(Text shown)

MULTIPLE DRUG INTOLERANCES




If you do have multiple drug intolerances, do you also dislike or get symptoms of allergies from car exhausts or gasoline fumes.

Are you allergic to cigarette smoke, cheap perfumes or terpenes from cut flowers?

These are all chemical allergies, or “petrochemical allergy” as crude petroleum is the starting point for the majority of chemicals produced.

People with lots of bad experiences of drug side effects are usually not suffering because of a bad attitude. If they have developed an attitude, it's more likely to be the other way around.



Compared to non-allergic individuals, your body may handle some drugs quite differently.

Drugs mostly are quite foreign to our body, there is no specific mechanism for shifting them around your body. They float around in the blood and seep into the tissues, depending on their physical properties – whether water or fat soluble, how well they stick to proteins, whether they have an electrical charge etc. This is a passive process, not aided by our body.

If you have allergy to a drug, this is usually only recognized by your developing an itchy rash or wheezing or one of the commonly accepted symptoms of allergy.

People who have multiple chemical sensitivity however, can get apparently non-allergic reactions to multiple drugs.

Unfortunately this condition is not generally recognized by doctors, and these people can be labeled as cranks and not believed.

People with multiple drug intolerances often avoid both doctors and drugs.

(End Text shown)

• _Work order_
For each statement, say yes or no to whether it agrees with the text on multiple drug intolerances, and quote the text's deciding words. 1. Doctors generally recognize multiple chemical sensitivity. 2. The body plays no active part in moving drugs around. 3. Most chemicals produced start from crude petroleum. The lines after this text are not needed for anything here.

(The data)

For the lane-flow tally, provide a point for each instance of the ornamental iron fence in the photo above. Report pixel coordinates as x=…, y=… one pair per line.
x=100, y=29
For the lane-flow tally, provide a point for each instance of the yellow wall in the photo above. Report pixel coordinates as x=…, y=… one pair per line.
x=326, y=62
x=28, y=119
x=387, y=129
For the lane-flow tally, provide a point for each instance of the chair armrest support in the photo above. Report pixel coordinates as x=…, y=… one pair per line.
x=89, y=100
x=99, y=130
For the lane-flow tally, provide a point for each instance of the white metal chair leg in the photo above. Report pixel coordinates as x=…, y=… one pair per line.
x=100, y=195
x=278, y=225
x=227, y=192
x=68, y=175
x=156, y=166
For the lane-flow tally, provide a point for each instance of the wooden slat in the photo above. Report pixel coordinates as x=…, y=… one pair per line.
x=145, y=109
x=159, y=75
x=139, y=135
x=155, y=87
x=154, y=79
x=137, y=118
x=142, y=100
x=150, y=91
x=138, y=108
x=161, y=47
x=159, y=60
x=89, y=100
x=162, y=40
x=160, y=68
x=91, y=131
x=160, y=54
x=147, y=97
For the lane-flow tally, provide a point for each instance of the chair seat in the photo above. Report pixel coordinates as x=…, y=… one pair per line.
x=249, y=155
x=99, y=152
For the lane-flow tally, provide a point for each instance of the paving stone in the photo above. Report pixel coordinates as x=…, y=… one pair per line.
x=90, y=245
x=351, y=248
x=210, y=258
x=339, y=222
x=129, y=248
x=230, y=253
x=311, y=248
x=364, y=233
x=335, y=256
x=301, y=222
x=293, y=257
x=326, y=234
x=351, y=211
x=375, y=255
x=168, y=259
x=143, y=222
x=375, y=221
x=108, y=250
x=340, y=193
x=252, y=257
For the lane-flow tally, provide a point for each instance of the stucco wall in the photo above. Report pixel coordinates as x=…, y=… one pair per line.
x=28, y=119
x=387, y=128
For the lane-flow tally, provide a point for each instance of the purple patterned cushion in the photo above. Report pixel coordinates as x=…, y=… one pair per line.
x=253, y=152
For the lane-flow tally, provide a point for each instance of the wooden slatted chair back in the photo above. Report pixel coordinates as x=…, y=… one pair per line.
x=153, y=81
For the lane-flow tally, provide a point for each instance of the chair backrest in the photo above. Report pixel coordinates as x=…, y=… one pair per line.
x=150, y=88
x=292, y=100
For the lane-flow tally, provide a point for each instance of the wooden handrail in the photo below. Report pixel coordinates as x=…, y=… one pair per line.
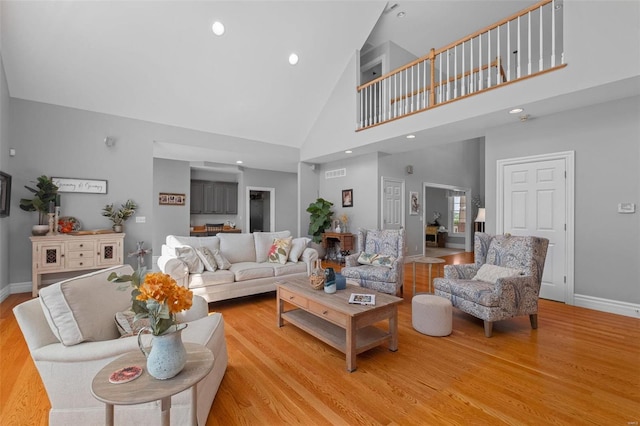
x=433, y=52
x=496, y=63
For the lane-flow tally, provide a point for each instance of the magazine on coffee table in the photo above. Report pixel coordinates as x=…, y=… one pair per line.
x=362, y=299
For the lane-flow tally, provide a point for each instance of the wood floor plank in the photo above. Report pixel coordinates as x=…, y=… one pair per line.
x=579, y=367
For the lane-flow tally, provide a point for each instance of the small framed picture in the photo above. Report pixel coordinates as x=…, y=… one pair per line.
x=414, y=203
x=347, y=198
x=167, y=199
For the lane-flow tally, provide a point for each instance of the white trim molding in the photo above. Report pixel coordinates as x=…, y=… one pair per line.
x=607, y=305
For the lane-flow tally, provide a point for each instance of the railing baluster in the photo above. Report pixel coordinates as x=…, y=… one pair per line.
x=393, y=95
x=480, y=62
x=553, y=33
x=488, y=59
x=509, y=51
x=519, y=53
x=529, y=43
x=540, y=62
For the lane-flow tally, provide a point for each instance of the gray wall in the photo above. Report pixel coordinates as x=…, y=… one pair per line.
x=363, y=177
x=605, y=139
x=173, y=177
x=454, y=164
x=65, y=142
x=4, y=161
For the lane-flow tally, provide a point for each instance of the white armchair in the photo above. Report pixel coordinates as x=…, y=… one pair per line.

(End The data)

• _Answer box_
1. No: "Unfortunately this condition is not generally recognized by doctors"
2. Yes: "This is a passive process, not aided by our body."
3. Yes: "crude petroleum is the starting point for the majority of chemicals produced"